課題の内容:
A. 祈願祭の教話の概要から、次の一文を英語に訳しなさい。「歌の題材はさまざまですが、金光様が何に心動かされたかを知ることで、金光様のご信心を偲ぶことができます。」
B. 祈願祭の教話の概要によると、教会長が読んでいる歌集『土』は第何集ですか。
C. 祈願祭の教話の概要を、最後の文の後から書き継ぎなさい。

本文抜粋:
↓↓↓
2021年2月1日、教会長による月初め祈願祭の教話の概要です。
※音声は2月3日配信のポッドキャスト「よいことを聞き、よいことを見る」で聞くことができます。
今年は四代金光様(金光鑑太郎先生)が亡くなって30年。歌集『土』(13集)を読んでいます。そこには、金光様が日々見られたこと、感じられたことがたくさん歌になって残っています。歌の題材はさまざまですが、金光様が何に心動かされたかを知ることで、金光様のご信心を偲ぶことができます。私の信心の読解力では浅薄な解釈しかできませんが、感じたことをお話しします。
【自然のいのちの働きを見る眼】
☆金光様のお歌の中には、木草、花、鳥などを通して、四季の移り変わり、自然の営みを読まれたものが多くあります。そこに神様のお働き、自然の中に生きるいのちと自分のいのちがともにあることを通して、いのちを生かす厳粛な神様の働きや共に生かされて生きている喜びを感じます。
↑↑↑
保存済みの記録:
↓↓↓
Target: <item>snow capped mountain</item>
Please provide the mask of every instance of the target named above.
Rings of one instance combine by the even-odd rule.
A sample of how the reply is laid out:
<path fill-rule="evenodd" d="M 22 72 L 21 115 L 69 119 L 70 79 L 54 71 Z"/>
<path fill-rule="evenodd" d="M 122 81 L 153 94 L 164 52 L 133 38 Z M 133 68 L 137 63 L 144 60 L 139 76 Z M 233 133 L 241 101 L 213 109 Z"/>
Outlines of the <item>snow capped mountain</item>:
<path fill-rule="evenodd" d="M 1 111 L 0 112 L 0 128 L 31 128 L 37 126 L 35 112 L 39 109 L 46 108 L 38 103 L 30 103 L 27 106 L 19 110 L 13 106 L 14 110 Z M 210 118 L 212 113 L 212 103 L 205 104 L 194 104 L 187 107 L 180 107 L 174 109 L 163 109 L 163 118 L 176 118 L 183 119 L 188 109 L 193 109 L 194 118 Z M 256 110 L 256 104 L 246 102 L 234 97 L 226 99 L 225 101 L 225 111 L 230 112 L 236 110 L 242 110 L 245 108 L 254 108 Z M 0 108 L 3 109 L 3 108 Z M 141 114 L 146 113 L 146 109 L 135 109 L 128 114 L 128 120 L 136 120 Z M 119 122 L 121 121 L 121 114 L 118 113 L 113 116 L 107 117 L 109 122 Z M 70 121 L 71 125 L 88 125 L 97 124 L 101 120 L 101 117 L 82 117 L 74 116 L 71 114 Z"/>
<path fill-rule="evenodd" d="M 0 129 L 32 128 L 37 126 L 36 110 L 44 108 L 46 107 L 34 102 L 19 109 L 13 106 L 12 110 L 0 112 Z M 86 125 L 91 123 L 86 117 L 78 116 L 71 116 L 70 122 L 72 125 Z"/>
↑↑↑
↓↓↓
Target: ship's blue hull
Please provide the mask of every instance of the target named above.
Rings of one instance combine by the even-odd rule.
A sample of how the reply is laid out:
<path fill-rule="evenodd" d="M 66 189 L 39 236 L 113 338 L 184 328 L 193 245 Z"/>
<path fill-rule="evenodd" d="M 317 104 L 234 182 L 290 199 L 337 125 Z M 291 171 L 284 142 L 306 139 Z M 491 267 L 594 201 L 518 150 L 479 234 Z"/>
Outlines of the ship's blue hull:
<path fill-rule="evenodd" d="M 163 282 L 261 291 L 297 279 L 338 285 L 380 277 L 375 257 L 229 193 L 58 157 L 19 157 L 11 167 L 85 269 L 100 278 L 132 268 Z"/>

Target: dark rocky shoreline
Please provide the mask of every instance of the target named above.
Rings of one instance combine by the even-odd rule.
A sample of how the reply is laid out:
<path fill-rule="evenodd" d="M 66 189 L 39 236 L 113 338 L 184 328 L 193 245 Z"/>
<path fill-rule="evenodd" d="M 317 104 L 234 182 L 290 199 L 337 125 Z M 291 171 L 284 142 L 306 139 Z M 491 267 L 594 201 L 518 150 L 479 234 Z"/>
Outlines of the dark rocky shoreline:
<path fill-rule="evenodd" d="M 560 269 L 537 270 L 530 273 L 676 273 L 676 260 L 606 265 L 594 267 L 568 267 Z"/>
↑↑↑
↓↓↓
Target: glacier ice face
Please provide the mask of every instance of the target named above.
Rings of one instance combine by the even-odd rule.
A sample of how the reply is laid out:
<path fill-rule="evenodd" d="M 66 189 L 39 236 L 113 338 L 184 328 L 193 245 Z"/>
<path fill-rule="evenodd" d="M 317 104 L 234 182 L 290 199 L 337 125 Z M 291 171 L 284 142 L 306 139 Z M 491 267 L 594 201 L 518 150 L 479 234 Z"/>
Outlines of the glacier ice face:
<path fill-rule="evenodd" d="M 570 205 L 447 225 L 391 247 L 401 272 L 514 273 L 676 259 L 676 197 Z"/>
↑↑↑
課題別の結果:
A. The subjects of the poems are varied, but by learning what moved Konko-sama, we can fondly reflect on Konko-sama's faith.

B. 第13集です。

C.
「わが軒の花みちて咲くセッコクのよき香ただよはすよりゆくわれに」
「もぢずりの青葉が雨にぬれてをり花茎見せてくるる日やいつ」
「太陽の照らし給へる境内のひかりのなかをとぶつばくらめ」
【自分を見つめるもう一つの眼】
☆金光様は、自分をいつもじっと見つめておられたように感じます。それは、神様に与えられたいのちと御用の自覚や、見すごしやすい心の動きが捉えられているようです。自分とはいったい何者なのかということを常に問い、確認して、今月今日を生きておられたのではないかと思います。
「賜びしわがみつとめの座にあさまだきあたらしき今日のいのち来て坐る」
「知らぬといふことを知れりと又してもわれを見つめてつぶやきにけり」
「いひわけは自己過保護ぞと思ひつついきさついふをわがやめにけり」
「血糖値少し高きは正にわが食べ過ぎ運動不足が元なり」
【世界を見る眼と祈り】
☆金光様の歌には、新聞やテレビを通して知った世界の出来事や時代の問題が詠み込まれています。これは、金光様の祈りなのだなあと思うのです。ただ単にあったことを三十一文字に残しているのではなく、ある出来事が、金光様の心を揺さぶり、祈りとなったということだと思います。ご霊地にありつつ、眼は常に世界に開かれ、世界を祈っておられたことがよくわかります。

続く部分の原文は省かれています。